Extracted text:
The Ultimate Gravel Grinder Road Race
This is the 10th anniversary of the Dirty Kanza 200, a gravel road race through the Flint Hills in and around Emporia Kansas. The Flint Hills were once the home of the Great Kanza Nation, and remains as a good representation of what the Great Plains once looked like. The Dirty Kanza traverses this area on gravel and dirt roads. First run in 2006 with 34 participants it has grown to a field of 1500 competitors with 900 trying to complete 200 miles and 600 entering the 100 mile version. The dropout rate is not insignificant, of last year’s 1200 entrants, only 465 finished. The last finisher came across the line in 22 hours 55 minutes. Yikes!
The race allows support at only two location, one at 75 miles and one at 150 miles. In between the competitors are on their own and must manage any and all issues that arise. The Flint Hills are notorious for (wait for it) gravel made of flint! This results in a very sharp edge to the stone and cut tires and flats are apparently rampant. Bike choice is usually a cyclocross bike built up with fatter tires tubeless. I’m using a Giant TCX Advanced with disc brakes and Clement MSI 40mm tires.
Race was Saturday May 30 at 0600 hr and the winning time last year was 10 hours 42 minutes. Think about that… an average of about 32 km/hr… on gravel!!!! Our customer John Ramsden being the power house that he is was participating in this treacherous race and will be reporting back shortly on the outcome and his experience.
UPDATED!! Words by John Ramsden
Well that was downright nuts!
I arrived in Emporia, Kansas late Thursday evening to find that the area had been inundated with rain for several weeks. The temperature was a very cool 15/16 C with high humidity / light rain / heavy rain occurring on and off. The expectation was that Friday and Saturday would be quite similar except that they expected to have 20-25km/h winds from the north both days.

Listed entries:

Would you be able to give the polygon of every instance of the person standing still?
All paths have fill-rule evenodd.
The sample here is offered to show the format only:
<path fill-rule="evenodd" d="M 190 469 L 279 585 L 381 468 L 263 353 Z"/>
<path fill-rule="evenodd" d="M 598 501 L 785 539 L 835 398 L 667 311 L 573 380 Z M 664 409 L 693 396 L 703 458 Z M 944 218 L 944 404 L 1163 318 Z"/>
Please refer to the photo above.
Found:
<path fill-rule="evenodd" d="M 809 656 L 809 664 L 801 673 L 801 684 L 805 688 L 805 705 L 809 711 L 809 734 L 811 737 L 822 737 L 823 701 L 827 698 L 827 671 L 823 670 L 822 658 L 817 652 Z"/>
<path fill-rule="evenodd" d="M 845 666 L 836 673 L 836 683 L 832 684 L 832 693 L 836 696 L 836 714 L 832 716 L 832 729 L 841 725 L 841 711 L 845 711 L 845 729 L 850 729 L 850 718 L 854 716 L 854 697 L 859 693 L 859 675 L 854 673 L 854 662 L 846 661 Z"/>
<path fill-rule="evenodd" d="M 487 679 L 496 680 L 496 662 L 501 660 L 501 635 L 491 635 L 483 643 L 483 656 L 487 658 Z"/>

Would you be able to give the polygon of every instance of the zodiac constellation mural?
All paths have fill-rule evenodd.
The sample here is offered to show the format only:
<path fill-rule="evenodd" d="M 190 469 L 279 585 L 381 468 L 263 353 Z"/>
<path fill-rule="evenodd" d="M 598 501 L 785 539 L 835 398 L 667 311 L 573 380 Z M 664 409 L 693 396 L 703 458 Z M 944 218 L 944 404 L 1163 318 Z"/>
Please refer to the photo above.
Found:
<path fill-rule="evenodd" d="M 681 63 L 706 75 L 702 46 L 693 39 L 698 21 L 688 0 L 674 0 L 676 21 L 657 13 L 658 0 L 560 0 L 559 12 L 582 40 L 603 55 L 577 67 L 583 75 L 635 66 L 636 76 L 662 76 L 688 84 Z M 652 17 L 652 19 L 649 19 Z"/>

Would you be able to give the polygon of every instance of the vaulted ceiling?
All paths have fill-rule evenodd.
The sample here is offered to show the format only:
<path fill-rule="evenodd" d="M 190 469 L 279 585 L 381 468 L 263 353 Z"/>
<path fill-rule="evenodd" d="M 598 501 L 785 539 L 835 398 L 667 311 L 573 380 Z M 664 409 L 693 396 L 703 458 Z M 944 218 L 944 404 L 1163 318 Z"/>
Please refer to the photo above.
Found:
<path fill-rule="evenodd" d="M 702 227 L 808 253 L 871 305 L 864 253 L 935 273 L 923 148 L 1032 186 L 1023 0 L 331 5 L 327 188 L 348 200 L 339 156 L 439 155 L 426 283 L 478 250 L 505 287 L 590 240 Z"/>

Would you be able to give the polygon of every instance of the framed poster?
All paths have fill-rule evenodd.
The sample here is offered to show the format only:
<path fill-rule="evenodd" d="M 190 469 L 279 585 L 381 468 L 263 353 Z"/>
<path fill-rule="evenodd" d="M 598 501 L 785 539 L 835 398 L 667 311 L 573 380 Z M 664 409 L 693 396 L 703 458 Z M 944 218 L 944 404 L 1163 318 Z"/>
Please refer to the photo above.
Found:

Stated task: Write the next part of the Dirty Kanza race account, beginning right after its final sentence. The listing is separate material and has nothing to do with the Dirty Kanza race account.

Response:
The word on the street was that the organizers wanted to make the race harder because last year someone had scorched the course in less than 11 hours. To do so, for the first time they had incorporated B roads and farm field access paths that were really nothing more than two wheel tracks across the prairie. With limited drainage they were apparently holding water, and of course deep mud. Expectations were that this was going to be a very different DK200 than any that had gone on before.
From my point of view I really felt great. The shitty (no pun intended) conditions were definitely going to be to my benefit as I knew it would be mental block for a large number of competitors. My experience riding in similar conditions on a regular basis was definitely going to be an asset.
Friday, I met my support team and we went out for a quick hour spin to check out the road conditions and to make sure there were no last minute bike issues. The conditions were atrocious. Riding in a pace line any further back than third wheel resulted in a blinding spray of sandy grit. Glasses were quickly of no use. It was hard to imagine how we were going to manage 200 miles of similar conditions.
Saturday breakfast rolled around at 0400hr. The rain continued to drizzle down and with the wind from the north the temperature felt well south of 15C. It was clear that this day was going to be a war of attrition. To finish, racers were going to test their physical and mental fortitude as well as their mechanical skills.
The field rolled out promptly at 0600hr behind a pace car and about 2 minutes later pulled up full stop as a train come barrelling through the outskirts of Emporia at about 90 km/hr. Once it was by, the pace car pulled off, testosterone took over, and the race was on.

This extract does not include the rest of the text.